**Data to examine**
_ _ _

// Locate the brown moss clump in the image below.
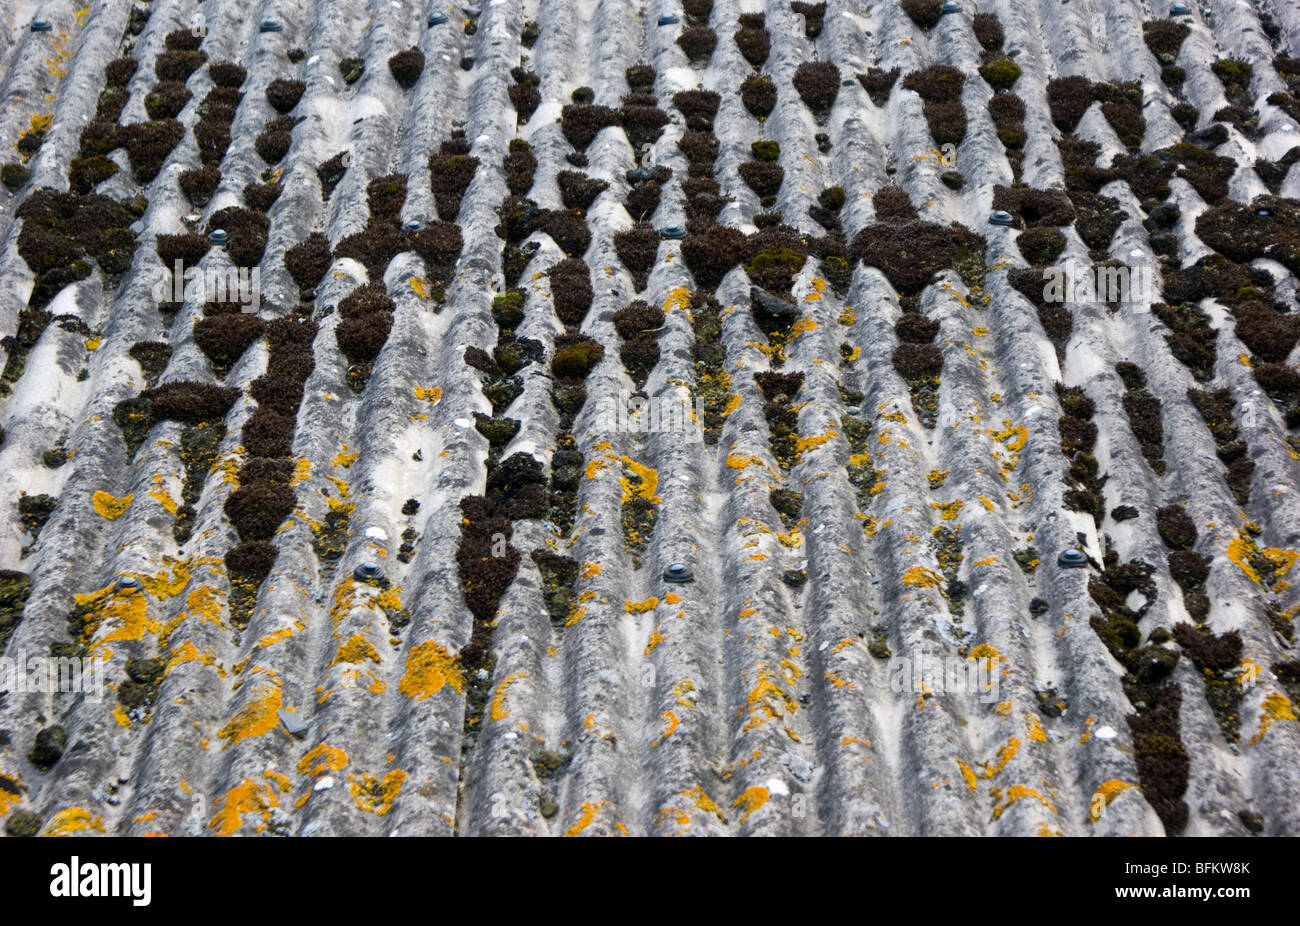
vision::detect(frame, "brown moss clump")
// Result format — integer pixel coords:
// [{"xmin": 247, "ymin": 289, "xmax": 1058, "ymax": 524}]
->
[
  {"xmin": 683, "ymin": 223, "xmax": 746, "ymax": 290},
  {"xmin": 504, "ymin": 139, "xmax": 537, "ymax": 195},
  {"xmin": 194, "ymin": 120, "xmax": 231, "ymax": 168},
  {"xmin": 121, "ymin": 119, "xmax": 185, "ymax": 181},
  {"xmin": 208, "ymin": 60, "xmax": 246, "ymax": 88},
  {"xmin": 735, "ymin": 14, "xmax": 770, "ymax": 68},
  {"xmin": 873, "ymin": 186, "xmax": 918, "ymax": 223},
  {"xmin": 858, "ymin": 68, "xmax": 900, "ymax": 107},
  {"xmin": 509, "ymin": 70, "xmax": 541, "ymax": 124},
  {"xmin": 241, "ymin": 407, "xmax": 296, "ymax": 458},
  {"xmin": 207, "ymin": 206, "xmax": 270, "ymax": 269},
  {"xmin": 557, "ymin": 171, "xmax": 609, "ymax": 211},
  {"xmin": 791, "ymin": 2, "xmax": 826, "ymax": 38},
  {"xmin": 1016, "ymin": 227, "xmax": 1066, "ymax": 265},
  {"xmin": 239, "ymin": 183, "xmax": 280, "ymax": 214},
  {"xmin": 793, "ymin": 62, "xmax": 840, "ymax": 121},
  {"xmin": 178, "ymin": 166, "xmax": 220, "ymax": 206},
  {"xmin": 1143, "ymin": 20, "xmax": 1189, "ymax": 60},
  {"xmin": 156, "ymin": 233, "xmax": 211, "ymax": 267},
  {"xmin": 901, "ymin": 0, "xmax": 943, "ymax": 29},
  {"xmin": 903, "ymin": 65, "xmax": 967, "ymax": 143},
  {"xmin": 144, "ymin": 81, "xmax": 192, "ymax": 120},
  {"xmin": 429, "ymin": 145, "xmax": 479, "ymax": 221},
  {"xmin": 225, "ymin": 480, "xmax": 296, "ymax": 541},
  {"xmin": 549, "ymin": 259, "xmax": 594, "ymax": 326},
  {"xmin": 105, "ymin": 56, "xmax": 138, "ymax": 86},
  {"xmin": 1047, "ymin": 76, "xmax": 1093, "ymax": 133},
  {"xmin": 538, "ymin": 209, "xmax": 591, "ymax": 257},
  {"xmin": 561, "ymin": 104, "xmax": 620, "ymax": 150},
  {"xmin": 973, "ymin": 13, "xmax": 1004, "ymax": 52},
  {"xmin": 614, "ymin": 222, "xmax": 658, "ymax": 289},
  {"xmin": 740, "ymin": 75, "xmax": 776, "ymax": 120},
  {"xmin": 1116, "ymin": 362, "xmax": 1166, "ymax": 475},
  {"xmin": 194, "ymin": 313, "xmax": 265, "ymax": 373},
  {"xmin": 677, "ymin": 25, "xmax": 717, "ymax": 64},
  {"xmin": 851, "ymin": 221, "xmax": 956, "ymax": 295},
  {"xmin": 673, "ymin": 90, "xmax": 721, "ymax": 132},
  {"xmin": 225, "ymin": 541, "xmax": 278, "ymax": 580},
  {"xmin": 154, "ymin": 49, "xmax": 207, "ymax": 83},
  {"xmin": 738, "ymin": 160, "xmax": 784, "ymax": 206},
  {"xmin": 283, "ymin": 233, "xmax": 333, "ymax": 295},
  {"xmin": 266, "ymin": 78, "xmax": 306, "ymax": 113},
  {"xmin": 144, "ymin": 381, "xmax": 240, "ymax": 425},
  {"xmin": 388, "ymin": 47, "xmax": 425, "ymax": 89},
  {"xmin": 254, "ymin": 114, "xmax": 294, "ymax": 164}
]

_ _ _

**Your objective**
Filter the records for lines holding the string "clump". Copy each one.

**Final answer**
// Locate the brown moss clump in the image below.
vision::detect(frame, "brown moss clump")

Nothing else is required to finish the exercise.